======== Given entries

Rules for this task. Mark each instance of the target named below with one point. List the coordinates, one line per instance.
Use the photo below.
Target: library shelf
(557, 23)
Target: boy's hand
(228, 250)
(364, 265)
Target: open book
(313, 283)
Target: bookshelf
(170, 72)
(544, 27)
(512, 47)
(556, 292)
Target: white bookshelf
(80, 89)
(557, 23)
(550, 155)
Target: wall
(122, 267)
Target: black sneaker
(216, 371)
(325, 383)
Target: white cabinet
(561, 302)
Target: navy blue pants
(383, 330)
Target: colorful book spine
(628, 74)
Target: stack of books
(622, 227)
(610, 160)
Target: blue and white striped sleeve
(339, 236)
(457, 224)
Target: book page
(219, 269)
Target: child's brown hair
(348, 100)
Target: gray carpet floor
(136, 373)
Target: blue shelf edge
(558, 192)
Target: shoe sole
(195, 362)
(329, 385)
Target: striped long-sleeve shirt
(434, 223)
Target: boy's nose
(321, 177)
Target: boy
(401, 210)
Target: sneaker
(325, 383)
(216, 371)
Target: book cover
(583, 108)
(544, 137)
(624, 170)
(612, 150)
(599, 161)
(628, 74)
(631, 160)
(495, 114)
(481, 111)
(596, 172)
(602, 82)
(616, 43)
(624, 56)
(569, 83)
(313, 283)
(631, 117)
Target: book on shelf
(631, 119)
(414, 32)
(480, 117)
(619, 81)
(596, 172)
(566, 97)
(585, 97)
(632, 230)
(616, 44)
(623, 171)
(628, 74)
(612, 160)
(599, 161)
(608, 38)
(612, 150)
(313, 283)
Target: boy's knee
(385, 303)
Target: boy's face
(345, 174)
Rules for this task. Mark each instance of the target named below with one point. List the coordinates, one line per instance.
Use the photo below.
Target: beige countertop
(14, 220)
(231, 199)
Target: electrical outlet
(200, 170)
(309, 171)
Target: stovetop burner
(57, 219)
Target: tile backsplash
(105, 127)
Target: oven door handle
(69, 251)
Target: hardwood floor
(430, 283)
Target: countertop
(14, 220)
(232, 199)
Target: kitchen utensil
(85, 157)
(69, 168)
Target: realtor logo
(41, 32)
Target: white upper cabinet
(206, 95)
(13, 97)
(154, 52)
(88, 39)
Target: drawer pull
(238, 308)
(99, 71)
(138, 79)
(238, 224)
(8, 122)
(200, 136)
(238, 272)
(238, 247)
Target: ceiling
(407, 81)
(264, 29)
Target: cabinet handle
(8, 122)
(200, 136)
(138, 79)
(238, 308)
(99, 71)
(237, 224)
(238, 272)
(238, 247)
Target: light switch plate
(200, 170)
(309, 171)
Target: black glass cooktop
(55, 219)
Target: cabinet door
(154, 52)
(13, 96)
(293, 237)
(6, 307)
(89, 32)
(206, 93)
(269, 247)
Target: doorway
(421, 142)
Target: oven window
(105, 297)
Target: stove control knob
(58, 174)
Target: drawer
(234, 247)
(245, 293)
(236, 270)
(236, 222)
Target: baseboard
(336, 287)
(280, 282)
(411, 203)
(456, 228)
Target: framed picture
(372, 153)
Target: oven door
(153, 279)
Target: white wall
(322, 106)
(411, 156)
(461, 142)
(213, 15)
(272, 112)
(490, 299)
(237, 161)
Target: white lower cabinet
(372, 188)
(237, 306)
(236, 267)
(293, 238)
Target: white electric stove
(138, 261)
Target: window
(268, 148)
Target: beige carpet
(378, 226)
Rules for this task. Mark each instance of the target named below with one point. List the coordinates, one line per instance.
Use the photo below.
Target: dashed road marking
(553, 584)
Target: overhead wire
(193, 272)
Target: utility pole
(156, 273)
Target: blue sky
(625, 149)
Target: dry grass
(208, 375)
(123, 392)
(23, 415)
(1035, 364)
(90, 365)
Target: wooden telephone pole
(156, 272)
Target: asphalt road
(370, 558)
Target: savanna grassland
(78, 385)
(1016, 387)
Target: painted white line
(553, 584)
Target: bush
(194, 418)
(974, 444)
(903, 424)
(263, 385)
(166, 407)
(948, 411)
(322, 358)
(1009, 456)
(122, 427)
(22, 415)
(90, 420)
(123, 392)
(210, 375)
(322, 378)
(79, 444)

================
======== Given entries

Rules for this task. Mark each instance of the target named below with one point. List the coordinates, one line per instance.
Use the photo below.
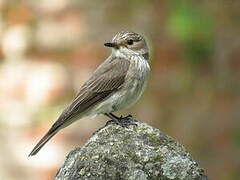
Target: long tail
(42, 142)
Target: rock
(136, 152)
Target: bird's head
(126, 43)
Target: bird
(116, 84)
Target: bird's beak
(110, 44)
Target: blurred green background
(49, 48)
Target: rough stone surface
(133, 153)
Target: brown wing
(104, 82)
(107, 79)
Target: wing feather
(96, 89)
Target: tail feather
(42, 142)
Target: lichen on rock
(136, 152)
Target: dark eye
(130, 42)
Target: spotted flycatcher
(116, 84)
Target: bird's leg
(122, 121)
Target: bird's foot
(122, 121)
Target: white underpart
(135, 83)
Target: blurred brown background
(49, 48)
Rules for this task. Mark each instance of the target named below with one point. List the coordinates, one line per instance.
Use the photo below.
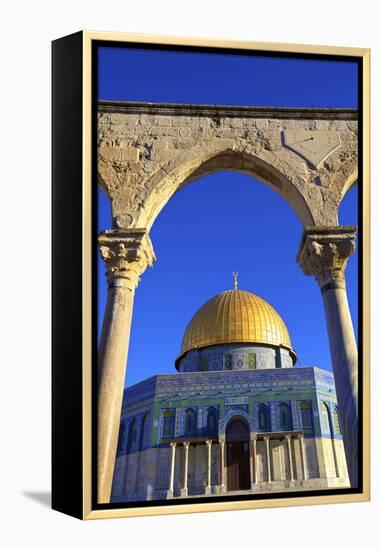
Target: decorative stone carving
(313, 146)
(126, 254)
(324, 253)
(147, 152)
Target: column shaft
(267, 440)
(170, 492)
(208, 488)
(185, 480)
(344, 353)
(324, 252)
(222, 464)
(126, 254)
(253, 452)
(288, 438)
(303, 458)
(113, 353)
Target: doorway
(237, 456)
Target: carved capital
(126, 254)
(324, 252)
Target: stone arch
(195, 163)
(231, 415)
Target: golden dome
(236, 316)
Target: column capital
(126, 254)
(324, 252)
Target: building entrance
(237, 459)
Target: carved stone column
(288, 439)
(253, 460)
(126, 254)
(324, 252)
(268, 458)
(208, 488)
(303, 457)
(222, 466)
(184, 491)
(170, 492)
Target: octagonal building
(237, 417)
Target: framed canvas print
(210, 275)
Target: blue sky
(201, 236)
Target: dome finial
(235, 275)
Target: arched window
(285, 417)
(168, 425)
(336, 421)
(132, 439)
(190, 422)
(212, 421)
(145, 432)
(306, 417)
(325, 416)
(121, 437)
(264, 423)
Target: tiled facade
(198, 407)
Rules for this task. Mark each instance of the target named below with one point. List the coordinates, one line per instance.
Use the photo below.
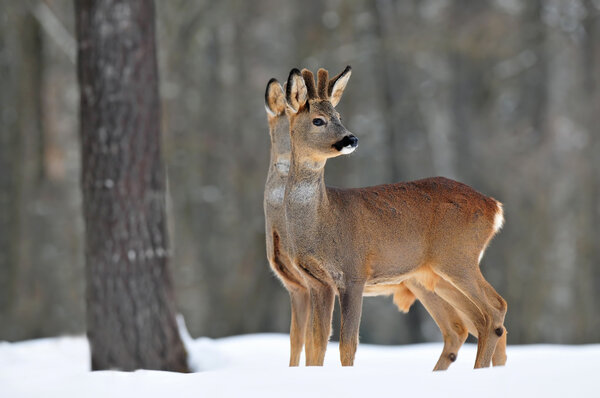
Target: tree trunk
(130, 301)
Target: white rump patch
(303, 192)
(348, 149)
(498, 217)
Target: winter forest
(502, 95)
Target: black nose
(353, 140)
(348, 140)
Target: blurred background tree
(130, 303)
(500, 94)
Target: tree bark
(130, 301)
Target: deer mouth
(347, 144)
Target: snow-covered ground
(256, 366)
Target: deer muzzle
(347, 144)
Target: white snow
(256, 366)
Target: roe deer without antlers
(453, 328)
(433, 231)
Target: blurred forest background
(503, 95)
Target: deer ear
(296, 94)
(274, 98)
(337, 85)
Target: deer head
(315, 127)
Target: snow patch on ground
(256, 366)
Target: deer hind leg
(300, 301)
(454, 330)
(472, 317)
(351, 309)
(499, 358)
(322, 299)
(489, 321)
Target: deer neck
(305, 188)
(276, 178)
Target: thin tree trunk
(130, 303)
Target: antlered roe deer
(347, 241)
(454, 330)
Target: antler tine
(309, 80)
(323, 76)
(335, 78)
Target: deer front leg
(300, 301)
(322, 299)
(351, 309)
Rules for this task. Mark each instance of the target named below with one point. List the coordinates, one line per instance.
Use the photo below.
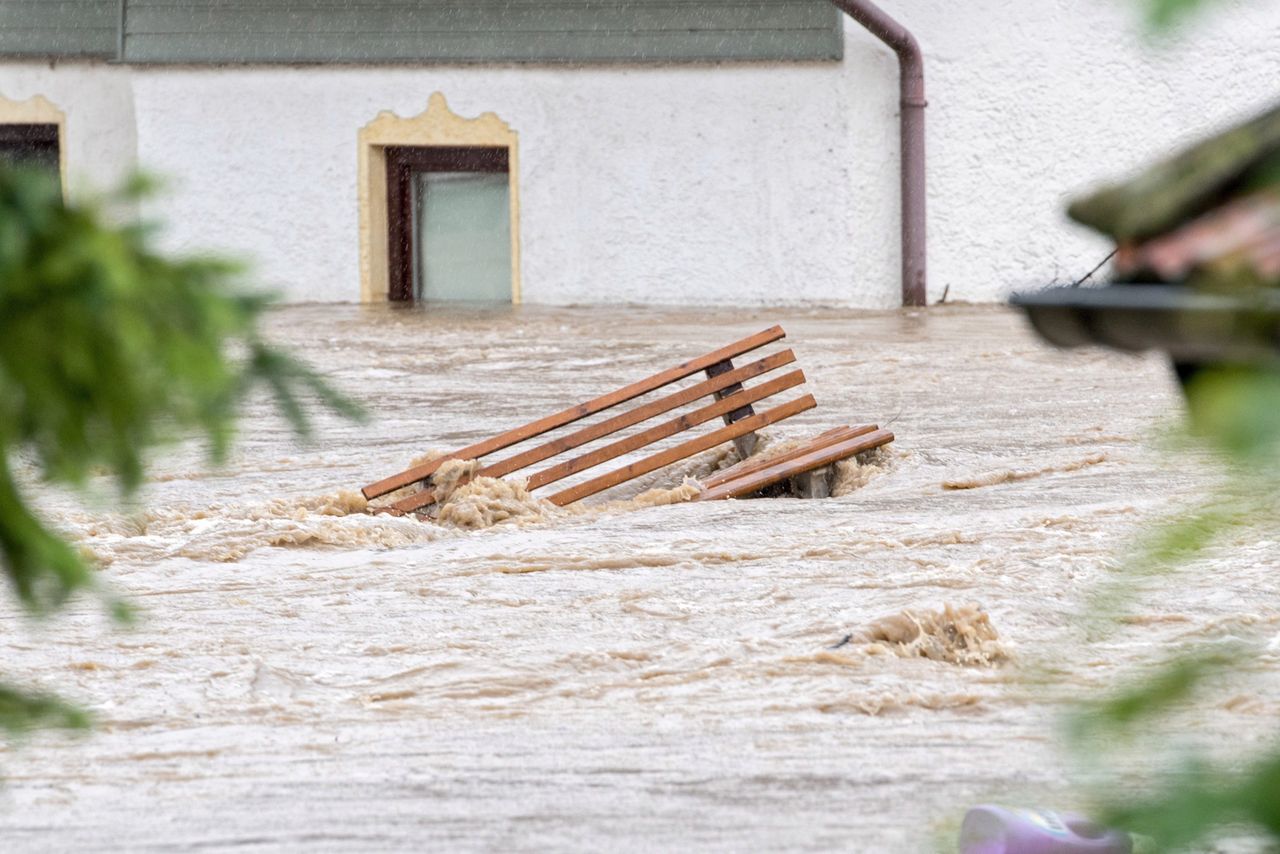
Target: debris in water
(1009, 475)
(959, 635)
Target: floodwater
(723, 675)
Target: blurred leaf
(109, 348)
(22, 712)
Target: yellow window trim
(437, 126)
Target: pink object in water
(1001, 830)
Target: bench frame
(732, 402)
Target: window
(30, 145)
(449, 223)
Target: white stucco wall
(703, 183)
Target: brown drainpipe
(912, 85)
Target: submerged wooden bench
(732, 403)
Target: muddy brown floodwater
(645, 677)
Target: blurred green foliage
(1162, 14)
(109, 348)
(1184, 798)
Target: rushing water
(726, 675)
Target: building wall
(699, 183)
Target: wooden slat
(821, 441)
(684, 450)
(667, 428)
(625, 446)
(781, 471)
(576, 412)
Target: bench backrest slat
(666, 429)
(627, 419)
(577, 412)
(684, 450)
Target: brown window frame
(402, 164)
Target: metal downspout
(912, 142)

================
======== Given entries

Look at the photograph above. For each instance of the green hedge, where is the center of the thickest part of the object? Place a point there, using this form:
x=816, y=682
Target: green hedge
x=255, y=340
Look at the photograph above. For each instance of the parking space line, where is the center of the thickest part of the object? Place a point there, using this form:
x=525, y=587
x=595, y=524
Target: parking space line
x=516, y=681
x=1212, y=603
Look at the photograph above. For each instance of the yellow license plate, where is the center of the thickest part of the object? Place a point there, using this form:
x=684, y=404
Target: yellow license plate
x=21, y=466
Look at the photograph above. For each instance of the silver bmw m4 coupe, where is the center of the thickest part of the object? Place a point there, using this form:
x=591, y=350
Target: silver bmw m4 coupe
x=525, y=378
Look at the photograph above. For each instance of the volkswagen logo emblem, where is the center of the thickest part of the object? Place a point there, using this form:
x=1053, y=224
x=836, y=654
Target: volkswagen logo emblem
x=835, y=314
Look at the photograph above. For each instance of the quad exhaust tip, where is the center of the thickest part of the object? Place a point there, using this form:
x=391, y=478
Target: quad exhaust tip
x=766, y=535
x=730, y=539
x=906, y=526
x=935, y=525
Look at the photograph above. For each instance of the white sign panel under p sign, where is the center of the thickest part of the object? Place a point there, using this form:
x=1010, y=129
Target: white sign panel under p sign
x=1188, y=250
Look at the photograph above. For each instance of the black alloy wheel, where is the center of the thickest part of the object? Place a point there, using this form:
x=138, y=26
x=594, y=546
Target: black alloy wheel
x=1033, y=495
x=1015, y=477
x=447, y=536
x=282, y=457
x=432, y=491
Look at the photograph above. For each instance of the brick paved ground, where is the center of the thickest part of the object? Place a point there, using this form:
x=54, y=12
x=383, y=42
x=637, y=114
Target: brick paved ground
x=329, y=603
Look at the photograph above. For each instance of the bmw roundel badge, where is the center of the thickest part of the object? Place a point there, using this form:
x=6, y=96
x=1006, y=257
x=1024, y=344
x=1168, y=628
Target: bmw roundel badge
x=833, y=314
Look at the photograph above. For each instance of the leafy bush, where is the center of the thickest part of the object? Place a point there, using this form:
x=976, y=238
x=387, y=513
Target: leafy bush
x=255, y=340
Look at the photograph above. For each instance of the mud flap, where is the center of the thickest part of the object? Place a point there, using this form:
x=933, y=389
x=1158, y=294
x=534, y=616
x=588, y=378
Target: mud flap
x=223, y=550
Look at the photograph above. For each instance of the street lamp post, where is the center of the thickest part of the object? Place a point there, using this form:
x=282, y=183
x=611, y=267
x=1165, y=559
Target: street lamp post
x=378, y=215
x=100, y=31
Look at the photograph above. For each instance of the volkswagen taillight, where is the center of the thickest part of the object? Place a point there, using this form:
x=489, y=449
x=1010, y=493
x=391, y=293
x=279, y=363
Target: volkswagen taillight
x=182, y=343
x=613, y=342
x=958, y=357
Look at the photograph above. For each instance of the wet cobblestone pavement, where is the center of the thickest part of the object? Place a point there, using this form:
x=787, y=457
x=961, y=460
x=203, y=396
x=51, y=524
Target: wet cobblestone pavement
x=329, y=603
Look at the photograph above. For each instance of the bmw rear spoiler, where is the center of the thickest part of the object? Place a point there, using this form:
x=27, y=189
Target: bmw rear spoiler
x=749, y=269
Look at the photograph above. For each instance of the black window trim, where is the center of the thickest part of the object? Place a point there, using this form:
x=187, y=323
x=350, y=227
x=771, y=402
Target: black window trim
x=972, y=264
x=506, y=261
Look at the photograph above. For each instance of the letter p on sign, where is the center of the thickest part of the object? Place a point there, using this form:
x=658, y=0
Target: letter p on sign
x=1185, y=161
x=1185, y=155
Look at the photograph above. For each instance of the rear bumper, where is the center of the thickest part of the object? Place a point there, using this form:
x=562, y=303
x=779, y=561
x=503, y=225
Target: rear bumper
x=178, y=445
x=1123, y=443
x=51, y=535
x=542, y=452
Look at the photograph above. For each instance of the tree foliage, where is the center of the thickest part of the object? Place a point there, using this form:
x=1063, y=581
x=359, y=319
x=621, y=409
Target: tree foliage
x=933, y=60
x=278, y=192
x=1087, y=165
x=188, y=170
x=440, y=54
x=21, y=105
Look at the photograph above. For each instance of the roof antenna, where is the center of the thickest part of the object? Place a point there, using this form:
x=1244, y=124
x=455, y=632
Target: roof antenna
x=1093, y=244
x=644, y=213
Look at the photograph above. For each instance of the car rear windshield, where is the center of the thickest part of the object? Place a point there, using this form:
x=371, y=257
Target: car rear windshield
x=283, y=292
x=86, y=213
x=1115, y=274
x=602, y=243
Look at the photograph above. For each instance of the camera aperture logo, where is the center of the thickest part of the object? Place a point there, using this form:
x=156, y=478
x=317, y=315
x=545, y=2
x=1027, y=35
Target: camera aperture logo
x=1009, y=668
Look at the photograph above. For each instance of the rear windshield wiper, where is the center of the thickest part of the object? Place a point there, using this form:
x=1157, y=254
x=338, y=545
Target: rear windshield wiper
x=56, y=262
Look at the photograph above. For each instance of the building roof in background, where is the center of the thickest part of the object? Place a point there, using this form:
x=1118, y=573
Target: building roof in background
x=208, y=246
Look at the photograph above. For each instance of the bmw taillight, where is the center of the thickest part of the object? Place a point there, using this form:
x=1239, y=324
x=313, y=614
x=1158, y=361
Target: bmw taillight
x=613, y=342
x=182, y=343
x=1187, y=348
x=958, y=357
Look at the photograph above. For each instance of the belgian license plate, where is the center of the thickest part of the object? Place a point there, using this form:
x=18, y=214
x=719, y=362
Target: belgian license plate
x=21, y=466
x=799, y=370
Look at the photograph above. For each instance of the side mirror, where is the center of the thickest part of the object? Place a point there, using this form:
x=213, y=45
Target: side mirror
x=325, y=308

================

The problem -
Above are the records; repeat exactly the lines from the one holding "x=816, y=682" down to the one holding "x=637, y=114", end lines included.

Task output -
x=816, y=682
Target: green hedge
x=255, y=340
Look at the photograph above. For each instance of the parking space line, where is the center of the thickest part of the object? Place a point there, using this form:
x=525, y=587
x=595, y=524
Target: parking space line
x=516, y=681
x=1212, y=603
Look at the photograph above. For each instance of the yellow license plate, where is the center of the thickest part of the object? Place a point there, using this form:
x=684, y=404
Target: yellow license plate
x=21, y=466
Look at the photograph above. For each instance of the silver bmw m4 coupe, where is the center of the thickest part of the object? Place a point there, using this form:
x=591, y=350
Target: silver bmw m4 coupe
x=525, y=378
Look at the photograph above. For each instance of the volkswagen logo emblem, where is the center of the thickest part of the object? Place a point there, using this form:
x=1053, y=224
x=836, y=654
Target: volkswagen logo emblem
x=835, y=314
Look at the photograph above. For each instance of the quad exhaust tip, where is the center of the thickest part of the object? Place a point there, using this form:
x=391, y=478
Target: quad exhaust tip
x=766, y=535
x=730, y=539
x=906, y=526
x=935, y=525
Look at the photograph above. For each instance of the white sign panel under p sign, where is the center of the thickest part of the object? Place a point there, using this form:
x=1010, y=129
Target: white sign panel under p sign
x=1188, y=250
Look at the photograph above. For each instance of the black alloy wheel, where is the center of the thickest part of the object? Place a point there, using this form:
x=138, y=26
x=594, y=546
Target: black alloy wheel
x=1033, y=495
x=1015, y=477
x=447, y=536
x=282, y=457
x=432, y=491
Look at the photograph above. For each instance of the brick paved ground, where is the center of the thickest part of the object? Place a point there, using this form:
x=54, y=12
x=383, y=42
x=637, y=114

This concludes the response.